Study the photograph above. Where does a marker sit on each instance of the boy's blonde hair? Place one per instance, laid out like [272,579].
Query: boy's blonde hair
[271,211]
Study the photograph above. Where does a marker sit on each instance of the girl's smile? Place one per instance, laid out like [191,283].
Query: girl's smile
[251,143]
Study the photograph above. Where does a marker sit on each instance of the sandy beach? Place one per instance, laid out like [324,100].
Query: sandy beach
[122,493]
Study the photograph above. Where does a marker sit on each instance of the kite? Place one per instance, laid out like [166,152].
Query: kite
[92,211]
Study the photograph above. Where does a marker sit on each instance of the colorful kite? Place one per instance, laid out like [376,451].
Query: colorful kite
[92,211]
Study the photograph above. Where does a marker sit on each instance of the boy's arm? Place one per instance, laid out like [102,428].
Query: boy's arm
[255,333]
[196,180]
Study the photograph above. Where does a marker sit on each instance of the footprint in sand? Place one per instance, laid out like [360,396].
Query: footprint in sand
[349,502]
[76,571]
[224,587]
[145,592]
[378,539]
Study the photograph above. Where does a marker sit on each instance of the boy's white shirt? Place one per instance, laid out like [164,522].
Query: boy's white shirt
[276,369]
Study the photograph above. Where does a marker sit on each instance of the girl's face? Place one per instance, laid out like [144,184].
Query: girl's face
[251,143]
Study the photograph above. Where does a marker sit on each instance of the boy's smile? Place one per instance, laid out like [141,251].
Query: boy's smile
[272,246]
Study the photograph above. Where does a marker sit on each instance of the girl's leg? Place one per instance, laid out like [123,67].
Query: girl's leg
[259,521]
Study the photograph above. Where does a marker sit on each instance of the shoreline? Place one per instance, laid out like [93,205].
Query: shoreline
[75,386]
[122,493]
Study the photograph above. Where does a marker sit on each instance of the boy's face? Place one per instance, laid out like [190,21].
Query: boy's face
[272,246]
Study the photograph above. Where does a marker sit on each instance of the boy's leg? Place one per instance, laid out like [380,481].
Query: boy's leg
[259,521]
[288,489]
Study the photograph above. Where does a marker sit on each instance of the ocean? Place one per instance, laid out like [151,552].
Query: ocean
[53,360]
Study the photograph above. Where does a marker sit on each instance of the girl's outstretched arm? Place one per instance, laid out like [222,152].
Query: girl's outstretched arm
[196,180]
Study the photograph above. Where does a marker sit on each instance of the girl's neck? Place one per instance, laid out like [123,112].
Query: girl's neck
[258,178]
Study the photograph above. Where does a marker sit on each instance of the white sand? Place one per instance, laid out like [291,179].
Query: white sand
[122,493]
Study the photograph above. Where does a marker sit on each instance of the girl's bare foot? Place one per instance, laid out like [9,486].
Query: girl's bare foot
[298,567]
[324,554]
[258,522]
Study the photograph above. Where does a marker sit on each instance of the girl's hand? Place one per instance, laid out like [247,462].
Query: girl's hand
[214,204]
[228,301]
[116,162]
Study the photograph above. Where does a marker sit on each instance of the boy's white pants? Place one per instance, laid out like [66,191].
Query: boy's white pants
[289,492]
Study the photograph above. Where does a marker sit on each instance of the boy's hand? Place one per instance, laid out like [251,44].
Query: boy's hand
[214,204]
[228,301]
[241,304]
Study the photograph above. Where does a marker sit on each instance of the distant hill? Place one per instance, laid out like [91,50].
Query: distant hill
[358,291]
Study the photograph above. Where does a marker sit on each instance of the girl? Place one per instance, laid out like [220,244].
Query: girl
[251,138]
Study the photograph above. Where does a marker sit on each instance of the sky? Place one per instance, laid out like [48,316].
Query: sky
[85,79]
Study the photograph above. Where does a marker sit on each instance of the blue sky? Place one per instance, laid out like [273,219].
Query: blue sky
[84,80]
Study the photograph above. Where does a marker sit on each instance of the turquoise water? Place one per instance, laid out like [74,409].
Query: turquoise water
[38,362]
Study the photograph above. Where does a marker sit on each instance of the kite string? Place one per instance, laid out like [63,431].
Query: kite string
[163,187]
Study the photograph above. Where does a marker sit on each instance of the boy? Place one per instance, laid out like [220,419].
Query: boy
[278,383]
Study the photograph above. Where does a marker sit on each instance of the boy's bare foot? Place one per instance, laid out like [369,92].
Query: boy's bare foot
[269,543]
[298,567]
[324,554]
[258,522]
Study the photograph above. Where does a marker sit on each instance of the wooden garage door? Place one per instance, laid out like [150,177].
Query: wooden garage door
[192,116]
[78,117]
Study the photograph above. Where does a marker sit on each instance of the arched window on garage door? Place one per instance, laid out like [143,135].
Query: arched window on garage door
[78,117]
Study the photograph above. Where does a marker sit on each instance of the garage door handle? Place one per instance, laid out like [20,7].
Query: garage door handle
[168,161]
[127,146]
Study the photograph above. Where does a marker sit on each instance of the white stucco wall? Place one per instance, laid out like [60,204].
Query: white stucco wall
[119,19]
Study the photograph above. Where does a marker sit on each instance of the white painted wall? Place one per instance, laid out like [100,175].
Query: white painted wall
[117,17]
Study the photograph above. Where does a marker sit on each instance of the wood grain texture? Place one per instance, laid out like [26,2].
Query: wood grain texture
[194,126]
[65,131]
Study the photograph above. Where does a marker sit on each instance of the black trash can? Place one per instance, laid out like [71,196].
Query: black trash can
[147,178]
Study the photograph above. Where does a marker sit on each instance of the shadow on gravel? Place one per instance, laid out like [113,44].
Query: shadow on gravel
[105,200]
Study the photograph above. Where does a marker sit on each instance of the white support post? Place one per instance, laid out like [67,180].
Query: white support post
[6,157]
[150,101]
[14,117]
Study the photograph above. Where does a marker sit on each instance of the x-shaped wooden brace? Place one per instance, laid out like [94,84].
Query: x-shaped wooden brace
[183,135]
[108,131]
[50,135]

■ Short task
Reproduce all of the data above line for line, with no changes.

■ Correct response
Study the photograph above. Where does a marker sit on each instance of the boy's blonde hair? Place one per instance, laid out like [272,579].
Query: boy's blonde hair
[271,211]
Study the photograph above. Where does a marker sit on each instance of the girl's smile? Place one per instance, laid out like [191,283].
Query: girl's smile
[251,143]
Study the photograph above. Where does a marker sit on each instance of the sandy beach? Place one per instance, laid out like [324,100].
Query: sandy beach
[122,493]
Study the photograph above. Where does a marker sit on each instance of the kite? Place one per instance, laid out like [166,152].
Query: kite
[92,211]
Study the photograph above. Where does a marker sit on each instance of the colorful kite? Place one per instance, laid out like [376,451].
Query: colorful kite
[92,211]
Study the photograph above. Where does a marker sit on each instance of the boy's arm? Place one per instance, laid out like [102,428].
Query: boy's arm
[255,333]
[196,180]
Study the photograph above. Where does a marker sit on each instance of the footprint in sand? Place one per instance, laid out like [360,396].
Query: footprint in sand
[349,502]
[76,571]
[224,587]
[145,592]
[378,539]
Study the photograph above. Where does a marker sit on each instance of the boy's white shirt? Place one per instance, laid out like [164,522].
Query: boy's white shirt
[276,369]
Study the photograph above. Where does a marker sit on each instance of the girl's face? Place one per instance, laid out like [144,184].
Query: girl's face
[251,143]
Study the photograph above. Where does a marker sit on each instance of the boy's smile? Place one per instance, laid out like [141,251].
Query: boy's smile
[272,246]
Study the photograph above. Where does a marker sit on each instance of the girl's leg? Place one per instance, laid out like [123,67].
Query: girl's leg
[259,521]
Study the photograph above. Where does a marker sit on each instance of the shoreline? Place one per instance, laid out like [93,205].
Query: shoreline
[75,386]
[122,493]
Study the photograph above. Where does a marker sit on each instance of the boy's face? Place one per instance, laid out like [190,21].
Query: boy's face
[272,246]
Study the photograph above. Where does a marker sit on each instance of the boy's leg? Place one per instance, laid out like [380,481].
Query: boy's leg
[259,521]
[288,489]
Study the photograph above. Where does a marker sit on each instance of the ocean? Place one per instance, laid out like [151,552].
Query: ocean
[53,360]
Study the photograph above. Where does a marker sit on each instance of the girl's outstretched arm? Place one per instance, laid out like [222,152].
Query: girl's outstretched arm
[196,180]
Study the photograph above. Where does a marker sit on each instance of the girl's neck? Place one per instance, laid out like [123,112].
Query: girl's neck
[258,178]
Study the photograph above. Where does a marker sit on each instance of the white sand? Place one per instance, laid out like [291,179].
Query: white sand
[122,493]
Study the photograph above. Where does a marker sit on each instance of the girl's bare foot? Place one per instance, laid out like [9,486].
Query: girl's bare foot
[298,567]
[324,554]
[258,522]
Study the photograph above. Where does a marker sit on each instance of the girl's hand? Place one per instance, laid out like [247,462].
Query: girl's hand
[214,204]
[228,301]
[116,162]
Study the photograph above. Where does a marker sit on each instance of the boy's white pants? Place one per instance, laid out like [66,191].
Query: boy's white pants
[289,492]
Study the photograph above. Where does a marker sit on each instance of the boy's hand? Place one per instance, laid out like [251,44].
Query: boy's hand
[214,204]
[228,301]
[241,304]
Study the photograph above. Where does a marker sit on each instance of the distant hill? Place one per instance, laid out like [91,50].
Query: distant hill
[358,291]
Study the photograph above. Where does a marker sit on each instance of the girl? Place one per instance, laid out like [220,244].
Query: girl
[251,138]
Study the photograph above. Where does a marker sit on each instance of the sky? Place one per instance, laid out like [48,316].
Query: sky
[85,79]
Study the photograph above. Where does a marker sit on each instance of the blue sky? Place one per instance, laid out like [273,219].
Query: blue sky
[84,80]
Study the photograph above. Where does a marker sit on each instance of the turquoise water? Place one per instance, laid out like [74,409].
Query: turquoise water
[38,362]
Study the photograph above. Where does a marker sit on each instance of the kite string? Place one per instance, laid out like [63,431].
Query: kite string
[163,187]
Study the photograph above. Where does a marker sit on each instance of the boy? Place one per instance, laid out like [220,419].
Query: boy
[278,383]
Study the photograph above. Where does a marker sit on each instance of the boy's bare foot? Place one per instance, laid out like [369,92].
Query: boy's bare foot
[269,543]
[298,567]
[324,554]
[258,522]
Study the photograph above. Where does a marker sit on each instance of the wooden garage door? Place one per instance, laid out like [150,177].
Query: wooden garage door
[192,116]
[78,117]
Study the photograph above. Where does a marker sit on each instance of the arched window on garage door? Place one per instance, laid out like [143,135].
Query: arched window on garage door
[78,117]
Study the photograph above. Where does a marker sit on each instance of the garage door handle? Place one per instance, laid out like [20,7].
Query: garage door handle
[168,161]
[127,146]
Study the photograph above. Where does a marker sit on each instance of the white stucco wall? Place one per instance, laid out like [60,204].
Query: white stucco wall
[119,19]
Study the photograph above. Where does a marker sit on each instance of the white painted wall? Place one per instance, laid out like [100,175].
Query: white painted wall
[117,17]
Study the photograph above. Where does a marker sit on each instance of the wood grain texture? Place one per instance, laid out like [26,2].
Query: wood grain texture
[194,126]
[65,131]
Study the photograph above. Where does a marker sit on each instance of the black trash can? Place one per instance, laid out like [71,196].
Query: black trash can
[147,178]
Study the photograph above. Where does a marker sit on each instance of the shadow on gravel? Place one per instance, laid out like [113,44].
Query: shadow on gravel
[105,200]
Study the photograph above. Where does a marker sit on each instance of the white support post? Place one per instance, laid out like [67,180].
Query: white support post
[6,157]
[150,101]
[14,117]
Study the photograph above. Where does a marker sit on each instance of the x-shaped wooden brace? Place one per instance, laid out like [94,84].
Query: x-shaped wooden brace
[183,135]
[108,131]
[50,135]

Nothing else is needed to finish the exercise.